**INSTRUÇÃO DADA A**
Na frase do texto que começa com "O "governo" ilegítimo da nação", enumere todas as ações atribuídas depois de "o projeto ultraliberal conservador que".

**TEXTO**
Este número da revista Serviço Social & Sociedade vem a público em um difícil contexto para a sociedade brasileira. A crise econômica e política do país vem se ampliando e se constituindo em solo fértil para a expansão dos conservadorismos na vida social. O "governo" ilegítimo da nação assume cotidianamente o projeto ultraliberal conservador que aprofunda as privatizações, desmonta políticas sociais, sua estruturação e financiamento, atingindo especialmente a Seguridade Social; destrói direitos e ameaça duramente as conquistas dos trabalhadores com propostas de reforma trabalhista e previdenciária; coloca a democracia em questão e põe em evidência os "perigos da desordem jurídica". No campo da economia, vivemos a dura experiência de ajuste aos interesses do capital financeirizado, a expropriação de nossas riquezas agrícolas e minerais, situação na qual é exemplar o fato de o governo abrir mão do controle das jazidas de petróleo da camada de pré-sal, colocando a Petrobras à exploração do capital estrangeiro.

Registros de um conjunto de dados
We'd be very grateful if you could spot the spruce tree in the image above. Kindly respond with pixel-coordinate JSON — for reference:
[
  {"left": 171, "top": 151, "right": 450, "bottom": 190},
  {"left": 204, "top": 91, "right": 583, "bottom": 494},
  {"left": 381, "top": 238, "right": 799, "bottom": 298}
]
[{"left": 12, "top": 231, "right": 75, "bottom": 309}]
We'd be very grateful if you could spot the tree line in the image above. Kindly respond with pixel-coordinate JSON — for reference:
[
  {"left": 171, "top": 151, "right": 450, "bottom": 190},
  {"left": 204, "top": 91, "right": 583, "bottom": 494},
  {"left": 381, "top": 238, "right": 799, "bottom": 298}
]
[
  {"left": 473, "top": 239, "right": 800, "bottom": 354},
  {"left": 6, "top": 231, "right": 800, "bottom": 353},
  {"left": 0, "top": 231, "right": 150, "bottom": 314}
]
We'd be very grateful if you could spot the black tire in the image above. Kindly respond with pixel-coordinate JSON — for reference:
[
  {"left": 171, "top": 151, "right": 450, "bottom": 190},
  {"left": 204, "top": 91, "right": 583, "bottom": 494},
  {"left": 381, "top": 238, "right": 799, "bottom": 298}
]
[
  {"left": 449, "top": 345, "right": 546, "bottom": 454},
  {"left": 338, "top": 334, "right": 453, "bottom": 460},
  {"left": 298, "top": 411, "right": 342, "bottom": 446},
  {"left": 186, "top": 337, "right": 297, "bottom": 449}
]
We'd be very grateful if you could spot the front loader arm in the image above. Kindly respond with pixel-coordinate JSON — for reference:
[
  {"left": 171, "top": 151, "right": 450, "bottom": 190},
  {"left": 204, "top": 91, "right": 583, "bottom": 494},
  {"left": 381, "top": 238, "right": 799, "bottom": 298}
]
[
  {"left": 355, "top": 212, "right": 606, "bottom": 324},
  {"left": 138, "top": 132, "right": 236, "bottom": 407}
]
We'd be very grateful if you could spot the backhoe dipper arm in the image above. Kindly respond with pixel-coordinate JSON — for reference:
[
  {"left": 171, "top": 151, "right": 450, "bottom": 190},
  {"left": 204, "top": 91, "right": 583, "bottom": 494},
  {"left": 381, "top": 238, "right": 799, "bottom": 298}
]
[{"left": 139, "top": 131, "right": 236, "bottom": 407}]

**INSTRUÇÃO DADA B**
Extraia das entradas cada linha em que aparece a palavra "coordinate", levando em conta a diferença entre maiúsculas e minúsculas.

**RESPOSTA DO EXERCÍCIO A**
- aprofunda as privatizações
- desmonta políticas sociais, sua estruturação e financiamento, atingindo especialmente a Seguridade Social
- destrói direitos
- ameaça duramente as conquistas dos trabalhadores com propostas de reforma trabalhista e previdenciária
- coloca a democracia em questão
- põe em evidência os "perigos da desordem jurídica"

**RESPOSTA DO EXERCÍCIO B**
We'd be very grateful if you could spot the spruce tree in the image above. Kindly respond with pixel-coordinate JSON — for reference:
We'd be very grateful if you could spot the tree line in the image above. Kindly respond with pixel-coordinate JSON — for reference:
We'd be very grateful if you could spot the black tire in the image above. Kindly respond with pixel-coordinate JSON — for reference:
We'd be very grateful if you could spot the front loader arm in the image above. Kindly respond with pixel-coordinate JSON — for reference:
We'd be very grateful if you could spot the backhoe dipper arm in the image above. Kindly respond with pixel-coordinate JSON — for reference:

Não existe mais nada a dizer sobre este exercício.